Entries from a point annotation set
****************

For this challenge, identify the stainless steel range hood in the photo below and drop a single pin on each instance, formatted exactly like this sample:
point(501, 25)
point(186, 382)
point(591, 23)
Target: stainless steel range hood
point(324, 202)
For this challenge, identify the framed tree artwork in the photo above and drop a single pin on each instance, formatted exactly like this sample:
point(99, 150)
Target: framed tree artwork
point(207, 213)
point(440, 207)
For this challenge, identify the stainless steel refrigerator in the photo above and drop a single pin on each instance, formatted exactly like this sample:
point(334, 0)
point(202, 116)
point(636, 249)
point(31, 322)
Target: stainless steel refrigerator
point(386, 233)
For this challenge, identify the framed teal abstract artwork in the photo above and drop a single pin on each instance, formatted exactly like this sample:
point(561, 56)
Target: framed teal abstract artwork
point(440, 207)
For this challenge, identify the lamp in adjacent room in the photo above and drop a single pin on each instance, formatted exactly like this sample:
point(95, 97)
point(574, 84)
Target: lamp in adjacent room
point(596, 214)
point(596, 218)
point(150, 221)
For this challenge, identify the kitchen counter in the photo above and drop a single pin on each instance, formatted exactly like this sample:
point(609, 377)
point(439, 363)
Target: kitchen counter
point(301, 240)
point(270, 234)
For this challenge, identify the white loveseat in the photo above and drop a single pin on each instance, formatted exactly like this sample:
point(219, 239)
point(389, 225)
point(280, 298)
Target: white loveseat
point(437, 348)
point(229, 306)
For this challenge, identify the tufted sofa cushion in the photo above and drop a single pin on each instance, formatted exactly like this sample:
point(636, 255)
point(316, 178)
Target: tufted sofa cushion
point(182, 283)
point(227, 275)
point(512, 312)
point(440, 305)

****************

> **Task to complete**
Render the lines of the items as a Markdown table with columns "No." and "Text," starting at the first line and continuing through the line that contains "point(270, 234)". Number each row and omit blank lines.

> **Answer to this task**
| No. | Text |
|---|---|
| 1 | For this challenge, identify the stainless steel range hood in the photo below and drop a single pin on each instance, formatted exactly like this sample: |
| 2 | point(501, 25) |
| 3 | point(186, 382) |
| 4 | point(591, 23) |
| 5 | Target: stainless steel range hood |
| 6 | point(324, 202) |
| 7 | For this challenge, identify the framed tree artwork in the photo above and drop a single pin on each instance, formatted exactly like this sample: |
| 8 | point(99, 150) |
| 9 | Target: framed tree artwork |
| 10 | point(207, 213) |
| 11 | point(440, 207) |
| 12 | For this challenge, identify the stainless steel refrigerator in the photo above and drop a single pin on each instance, formatted exactly like this sample: |
| 13 | point(334, 0) |
| 14 | point(202, 116) |
| 15 | point(636, 249) |
| 16 | point(31, 322) |
| 17 | Target: stainless steel refrigerator |
| 18 | point(386, 233) |
| 19 | For this challenge, identify the framed teal abstract artwork in the photo above and drop a single pin on each instance, formatted exactly like this sample: |
| 20 | point(561, 56) |
| 21 | Target: framed teal abstract artwork |
| 22 | point(440, 207) |
| 23 | For this challenge, identify the lamp in adjacent room in the photo above and drop a single pin on each instance, formatted exactly like this sample: |
| 24 | point(95, 97) |
| 25 | point(574, 84) |
| 26 | Target: lamp in adjacent room |
| 27 | point(596, 214) |
| 28 | point(596, 218) |
| 29 | point(150, 221) |
| 30 | For this challenge, identify the kitchen counter in the photo above and drop a single pin on each instance, formatted exactly like this sample: |
| 31 | point(609, 377) |
| 32 | point(439, 363) |
| 33 | Target: kitchen counter |
| 34 | point(301, 240) |
| 35 | point(270, 234) |